◆ Complete the following:
A. Answer these questions from the article on Pentagon funding of pathogen research in China:
(i) What test animals did the GX_P2V coronavirus variant kill 100% of the time?
(ii) Researchers at which university created the mutant vesicular stomatitis virus carrying an Ebola protein?
(iii) How much money, and for how many projects, did the Inspector General's Office account for as given to EcoHealth Alliance?
B. Extend the article on Pentagon funding of pathogen research in China, beginning right after its final sentence.

◆ Page extract:

====

The year millions of people were killed worldwide by a virus likely engineered in the Wuhan Institute of Virology, Chinese scientists in Beijing began toying with a more deadly coronavirus variant called GX_P2V that killed humanized mice 100% of the time, largely with late-stage brain infections. While not formally linked, the study referenced parallel work executed by Wuhan Institute of Virology scientist Dr. Shi Zhengli.

In March, Chinese researchers at the Hebei Medical University revealed they had created a mutant version of the virus vesicular stomaitis, known to infect cattle, by giving it a protein from the Ebola virus. The hamster test subjects infected with the recombinant virus suffered weight loss, ulcerated eyes, inflammation, multi-organ failure, and then all died.

Apparently, the Pentagon has no idea to what extent it has bankrolled these kinds of potentially ruinous experiments in communist China.

The Department of Defense Office of Inspector General released a partially redacted report Tuesday detailing the results of its efforts to track down the money the Pentagon has invested helping the communist Chinese enhance deadly pathogens.

The report made clear it was referring to gain-of-function experiments, referencing a definition published in the journal Frontiers in Bioengineering and Biotechnology, which states, "The term 'gain-of-function' means 'to enhance a function by genetic manipulation' or 'to add a new function' and applies to much research involving genetic recombination and genetic manipulation."

The DOD Office of Inspector General sought specifically to track the amount of federal funds given either directly or indirectly by the Pentagon to:

  • the communist regime itself;
  • the Wuhan Institute of Virology and other organizations administered by the Chinese Academy of Sciences;
  • Peter Daszak's scandal-plagued and debarred EcoHealth Alliance, whose gain-of-function subcontractor was among the likely patients zero;
  • the Chinese Academy of Military Medical Sciences; and
  • any other related lab in the Asian nation.

Of special concern was whether and where funds were spent on "research or experiments that could have reasonably resulted in the enhancement of any coronavirus, influenza, Nipah, Ebola, or other pathogen of pandemic potential or chimeric versions of such a virus or pathogen."

The conclusions of the report were damning.

The Pentagon has admitted that it has no idea to what extent it has funded the creation of deadly viruses in an adversarial nation it has identified as its "top pacing challenge" — a country whose overall biorisk management score is less than stellar.

The report noted at the outset that Army officials had identified 12 relevant research programs and that for "seven awards, a prime awardee provided funds to a subawardee or contracting research organization in China or other foreign countries for research related to potential enhancement of pathogens of pandemic potential."

The Inspector General's Office could also account for over $54 million given to EcoHealth Alliance for 13 projects executed from 2014 through 2023 but suggested that none of this funding went to China or its affiliates for gain-of-function research.

After accounting for the top of the Pentagon funding iceberg, the report indicated what lies below the surface is wholly "unknown."

====

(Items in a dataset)
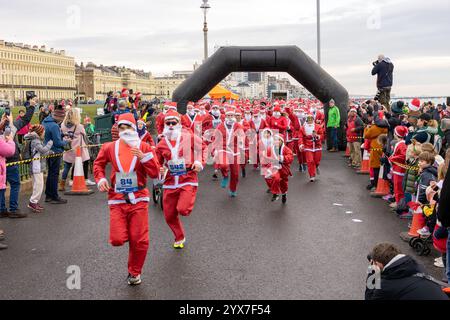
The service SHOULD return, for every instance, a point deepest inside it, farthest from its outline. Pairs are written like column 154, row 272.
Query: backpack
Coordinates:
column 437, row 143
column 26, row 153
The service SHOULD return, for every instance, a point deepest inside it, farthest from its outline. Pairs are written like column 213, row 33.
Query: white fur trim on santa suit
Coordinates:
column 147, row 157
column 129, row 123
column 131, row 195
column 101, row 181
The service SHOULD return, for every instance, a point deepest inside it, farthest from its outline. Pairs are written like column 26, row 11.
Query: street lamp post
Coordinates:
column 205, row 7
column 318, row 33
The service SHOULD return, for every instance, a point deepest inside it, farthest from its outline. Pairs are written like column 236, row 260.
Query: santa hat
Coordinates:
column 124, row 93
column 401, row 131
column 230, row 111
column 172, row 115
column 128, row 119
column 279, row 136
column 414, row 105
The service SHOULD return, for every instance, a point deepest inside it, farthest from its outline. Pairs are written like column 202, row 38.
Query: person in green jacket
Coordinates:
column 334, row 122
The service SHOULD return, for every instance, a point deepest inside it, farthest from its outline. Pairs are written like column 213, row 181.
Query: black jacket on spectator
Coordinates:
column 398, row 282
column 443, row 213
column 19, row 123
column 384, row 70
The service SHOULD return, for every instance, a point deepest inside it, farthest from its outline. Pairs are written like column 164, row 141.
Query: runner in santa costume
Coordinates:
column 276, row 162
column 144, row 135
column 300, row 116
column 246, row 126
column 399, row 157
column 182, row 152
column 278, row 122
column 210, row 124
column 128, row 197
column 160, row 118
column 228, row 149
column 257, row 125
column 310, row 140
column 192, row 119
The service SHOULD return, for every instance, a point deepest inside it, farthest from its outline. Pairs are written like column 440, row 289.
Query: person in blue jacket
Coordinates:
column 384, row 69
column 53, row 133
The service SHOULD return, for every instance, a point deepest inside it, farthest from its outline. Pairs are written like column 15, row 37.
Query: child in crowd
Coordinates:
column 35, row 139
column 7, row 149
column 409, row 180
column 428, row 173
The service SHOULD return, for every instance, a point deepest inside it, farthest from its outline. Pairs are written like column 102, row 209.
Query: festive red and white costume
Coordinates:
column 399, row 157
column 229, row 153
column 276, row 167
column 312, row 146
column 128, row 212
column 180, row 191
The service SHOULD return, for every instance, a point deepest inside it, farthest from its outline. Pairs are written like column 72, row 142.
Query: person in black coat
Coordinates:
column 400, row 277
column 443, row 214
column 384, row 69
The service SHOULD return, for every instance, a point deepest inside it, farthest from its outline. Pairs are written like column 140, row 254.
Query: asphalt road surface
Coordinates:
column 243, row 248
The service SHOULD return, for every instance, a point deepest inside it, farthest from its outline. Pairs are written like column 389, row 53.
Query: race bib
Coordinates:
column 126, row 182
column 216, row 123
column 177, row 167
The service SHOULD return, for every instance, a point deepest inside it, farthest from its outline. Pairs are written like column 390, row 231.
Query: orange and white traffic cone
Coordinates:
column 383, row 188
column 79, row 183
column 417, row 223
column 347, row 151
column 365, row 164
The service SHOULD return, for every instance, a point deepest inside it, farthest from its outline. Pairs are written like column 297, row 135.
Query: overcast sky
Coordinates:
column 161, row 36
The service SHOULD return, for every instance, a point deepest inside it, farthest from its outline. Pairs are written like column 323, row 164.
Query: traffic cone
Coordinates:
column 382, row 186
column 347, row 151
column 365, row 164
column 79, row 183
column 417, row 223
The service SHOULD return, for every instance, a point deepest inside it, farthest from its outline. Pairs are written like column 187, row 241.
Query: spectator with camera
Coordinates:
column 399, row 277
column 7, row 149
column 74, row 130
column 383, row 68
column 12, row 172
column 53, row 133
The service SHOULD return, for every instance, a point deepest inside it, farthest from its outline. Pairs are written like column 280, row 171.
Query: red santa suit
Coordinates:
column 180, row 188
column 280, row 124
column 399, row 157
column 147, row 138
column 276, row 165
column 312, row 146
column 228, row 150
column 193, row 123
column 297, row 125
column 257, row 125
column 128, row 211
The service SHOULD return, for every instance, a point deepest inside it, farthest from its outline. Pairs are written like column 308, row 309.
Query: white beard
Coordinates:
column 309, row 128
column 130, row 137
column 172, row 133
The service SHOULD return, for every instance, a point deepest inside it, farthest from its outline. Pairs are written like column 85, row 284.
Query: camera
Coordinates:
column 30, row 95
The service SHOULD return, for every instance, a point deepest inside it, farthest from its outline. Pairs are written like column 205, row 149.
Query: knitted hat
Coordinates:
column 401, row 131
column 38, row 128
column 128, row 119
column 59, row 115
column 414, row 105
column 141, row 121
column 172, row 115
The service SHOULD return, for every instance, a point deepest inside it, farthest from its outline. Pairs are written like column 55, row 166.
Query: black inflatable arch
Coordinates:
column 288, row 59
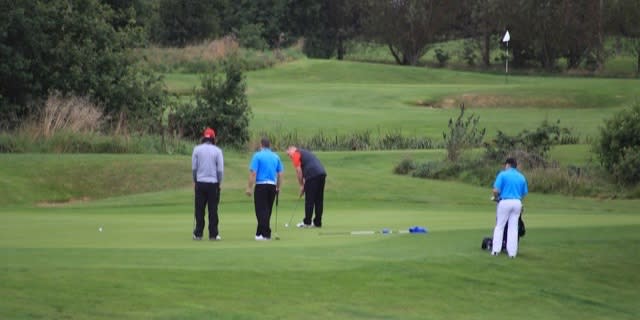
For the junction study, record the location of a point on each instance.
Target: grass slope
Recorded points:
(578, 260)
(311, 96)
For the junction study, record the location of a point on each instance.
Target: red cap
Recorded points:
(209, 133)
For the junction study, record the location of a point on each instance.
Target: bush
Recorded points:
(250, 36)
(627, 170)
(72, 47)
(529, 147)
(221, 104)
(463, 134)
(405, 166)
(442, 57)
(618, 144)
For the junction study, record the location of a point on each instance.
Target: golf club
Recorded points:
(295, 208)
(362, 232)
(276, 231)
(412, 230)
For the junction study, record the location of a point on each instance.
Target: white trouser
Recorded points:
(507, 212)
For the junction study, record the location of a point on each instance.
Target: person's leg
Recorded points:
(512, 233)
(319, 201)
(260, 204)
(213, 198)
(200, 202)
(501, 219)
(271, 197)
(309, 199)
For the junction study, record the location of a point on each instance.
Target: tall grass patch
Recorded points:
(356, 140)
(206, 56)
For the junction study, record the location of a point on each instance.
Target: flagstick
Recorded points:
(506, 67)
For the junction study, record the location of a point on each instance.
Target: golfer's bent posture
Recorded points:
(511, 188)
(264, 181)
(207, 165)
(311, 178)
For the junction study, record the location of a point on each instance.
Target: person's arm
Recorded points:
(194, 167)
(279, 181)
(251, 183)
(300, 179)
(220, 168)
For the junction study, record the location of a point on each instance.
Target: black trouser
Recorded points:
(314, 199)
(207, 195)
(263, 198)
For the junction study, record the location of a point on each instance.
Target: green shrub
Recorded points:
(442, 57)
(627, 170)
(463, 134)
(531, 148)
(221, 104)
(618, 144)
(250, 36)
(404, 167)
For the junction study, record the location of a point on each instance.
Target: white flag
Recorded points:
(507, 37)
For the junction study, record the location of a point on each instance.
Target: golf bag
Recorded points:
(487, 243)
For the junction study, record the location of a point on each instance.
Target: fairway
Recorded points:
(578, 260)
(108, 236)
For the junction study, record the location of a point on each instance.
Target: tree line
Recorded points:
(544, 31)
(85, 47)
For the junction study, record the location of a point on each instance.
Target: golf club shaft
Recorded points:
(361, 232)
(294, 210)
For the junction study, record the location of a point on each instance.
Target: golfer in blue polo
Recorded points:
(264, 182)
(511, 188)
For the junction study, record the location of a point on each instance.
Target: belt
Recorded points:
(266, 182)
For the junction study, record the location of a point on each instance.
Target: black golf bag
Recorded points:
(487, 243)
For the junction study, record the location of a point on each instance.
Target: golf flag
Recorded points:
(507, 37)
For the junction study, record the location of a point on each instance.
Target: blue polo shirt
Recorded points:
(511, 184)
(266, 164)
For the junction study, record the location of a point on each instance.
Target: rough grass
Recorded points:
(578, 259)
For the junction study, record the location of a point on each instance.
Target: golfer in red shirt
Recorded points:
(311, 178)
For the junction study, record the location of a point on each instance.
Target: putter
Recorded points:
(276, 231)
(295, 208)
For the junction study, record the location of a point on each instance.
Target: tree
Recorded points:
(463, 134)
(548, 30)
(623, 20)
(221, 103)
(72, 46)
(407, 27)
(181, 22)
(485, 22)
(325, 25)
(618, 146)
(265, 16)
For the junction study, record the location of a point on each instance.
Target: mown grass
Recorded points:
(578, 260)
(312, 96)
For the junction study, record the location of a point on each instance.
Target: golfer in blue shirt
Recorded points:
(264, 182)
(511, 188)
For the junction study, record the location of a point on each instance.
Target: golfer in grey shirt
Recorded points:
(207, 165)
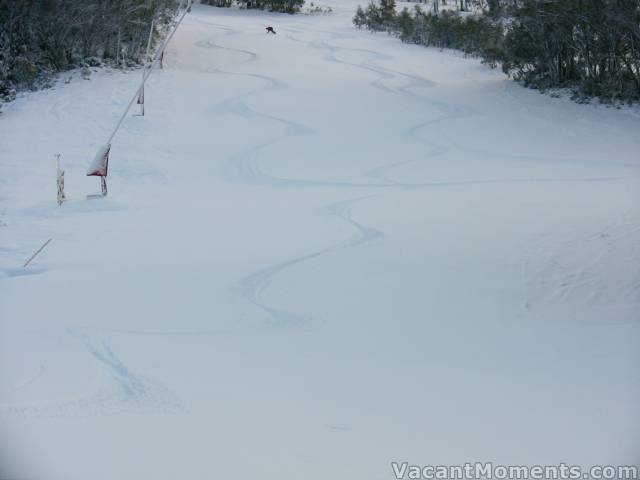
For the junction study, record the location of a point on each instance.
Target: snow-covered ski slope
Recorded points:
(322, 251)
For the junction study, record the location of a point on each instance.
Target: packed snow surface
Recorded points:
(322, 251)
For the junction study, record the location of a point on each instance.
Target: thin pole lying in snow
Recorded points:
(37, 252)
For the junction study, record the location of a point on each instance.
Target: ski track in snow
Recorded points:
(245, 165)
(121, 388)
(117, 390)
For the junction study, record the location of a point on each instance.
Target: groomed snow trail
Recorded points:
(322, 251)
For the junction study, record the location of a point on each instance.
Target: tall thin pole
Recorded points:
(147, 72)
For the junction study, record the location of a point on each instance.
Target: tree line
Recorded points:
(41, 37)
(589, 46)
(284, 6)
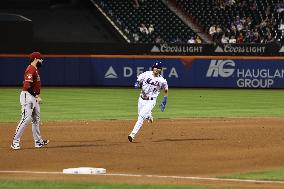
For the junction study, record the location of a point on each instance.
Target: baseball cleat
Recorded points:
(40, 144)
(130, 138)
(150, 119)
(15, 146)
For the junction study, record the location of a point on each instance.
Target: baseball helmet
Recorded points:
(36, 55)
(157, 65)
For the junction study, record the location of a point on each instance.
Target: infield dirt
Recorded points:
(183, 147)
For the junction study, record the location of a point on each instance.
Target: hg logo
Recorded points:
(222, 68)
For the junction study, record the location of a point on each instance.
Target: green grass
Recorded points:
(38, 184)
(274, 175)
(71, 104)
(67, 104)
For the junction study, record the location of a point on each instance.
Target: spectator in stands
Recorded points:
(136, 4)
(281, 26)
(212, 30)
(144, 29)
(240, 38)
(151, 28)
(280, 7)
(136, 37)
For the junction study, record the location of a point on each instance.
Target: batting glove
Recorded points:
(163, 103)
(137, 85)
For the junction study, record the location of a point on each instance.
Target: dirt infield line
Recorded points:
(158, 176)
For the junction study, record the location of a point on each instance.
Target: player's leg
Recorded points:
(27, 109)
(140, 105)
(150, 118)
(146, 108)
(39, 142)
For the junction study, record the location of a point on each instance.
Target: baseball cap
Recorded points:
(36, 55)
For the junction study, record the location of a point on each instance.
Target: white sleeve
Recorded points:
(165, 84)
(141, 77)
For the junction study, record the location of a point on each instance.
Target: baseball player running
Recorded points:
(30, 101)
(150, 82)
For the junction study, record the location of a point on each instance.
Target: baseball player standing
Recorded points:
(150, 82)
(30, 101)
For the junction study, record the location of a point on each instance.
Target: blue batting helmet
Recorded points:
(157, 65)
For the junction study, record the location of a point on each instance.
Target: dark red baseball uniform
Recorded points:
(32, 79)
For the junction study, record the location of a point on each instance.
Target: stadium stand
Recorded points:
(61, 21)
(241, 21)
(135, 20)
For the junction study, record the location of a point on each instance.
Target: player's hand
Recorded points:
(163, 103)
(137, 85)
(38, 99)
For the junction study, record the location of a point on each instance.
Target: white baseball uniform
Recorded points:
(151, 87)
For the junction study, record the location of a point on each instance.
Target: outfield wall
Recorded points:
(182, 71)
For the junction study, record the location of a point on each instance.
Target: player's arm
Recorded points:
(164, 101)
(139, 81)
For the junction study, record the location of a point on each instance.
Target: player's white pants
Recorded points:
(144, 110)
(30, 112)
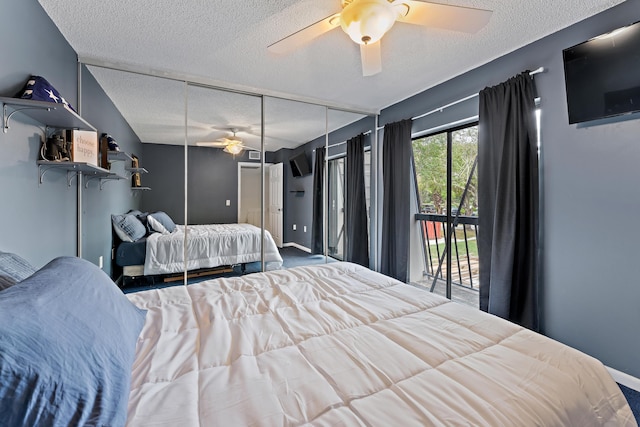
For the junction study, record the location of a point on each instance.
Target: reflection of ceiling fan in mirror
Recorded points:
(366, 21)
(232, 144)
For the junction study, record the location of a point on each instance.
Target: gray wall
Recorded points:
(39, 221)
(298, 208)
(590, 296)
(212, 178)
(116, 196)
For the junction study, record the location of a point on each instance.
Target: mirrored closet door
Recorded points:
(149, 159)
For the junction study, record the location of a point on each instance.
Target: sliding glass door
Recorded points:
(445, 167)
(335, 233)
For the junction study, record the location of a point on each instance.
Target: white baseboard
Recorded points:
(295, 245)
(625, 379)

====

◆ Answers per task:
A.
(i) Humanized mice.
(ii) Hebei Medical University.
(iii) Over $54 million for 13 projects.

B.
Why is the answer to this question not 'zero dollars'?

Citing "significant challenges in searching for awards" due to "limitations in the DOD's systems used to track contracts and grants," the Inspector General's Office concluded, "The full extent of DOD funds provided to Chinese research laboratories or other foreign countries for research related to enhancement of pathogens of pandemic potential is unknown."

The report noted that when it came to funding Chinese gain-of-function experiments, the DOD neither used "a budget line item or any other consistent indicator, such as assistant listing codes, that makes databases of grants, contracts, and other transaction agreements easily searchable or reviewable" nor tracked "funding at the level of detail necessary" to make accurate determinations.

Apparently, the Government Accountability Office reached a comparable conclusion in a 2022 report.

Similarly troubling was the Office of the Inspector General's admission that found it impossible "to identify a single source that encompasses all pathogens of pandemic potential." In other words, the Pentagon does not appear to have an accessible authoritative list detailing just how many deadly diseases it has funded the creation of in China.

Despite the acknowledgement the Pentagon hasn't tracked its spending on the manufacture of killer viruses in China, DOD officials reassured the Inspector General's Office that "DOD organizations did not actively participate in or knowingly fund research or experiments that could have reasonably resulted in the enhancement of pathogens of pandemic potential from 2014 through 2023."

The report was not well received.

Molecular biologist Dr. Richard H. Ebright of Rutgers University wrote, "Your tax dollars on fire."

Stanford University epidemiologist Dr. Jay Bhattacharya tweeted, "The Biden DOD has lost track of how much money it has given to Chinese laboratories for 'enhancing' pathogens. Why is the answer to this question not 'zero dollars'?"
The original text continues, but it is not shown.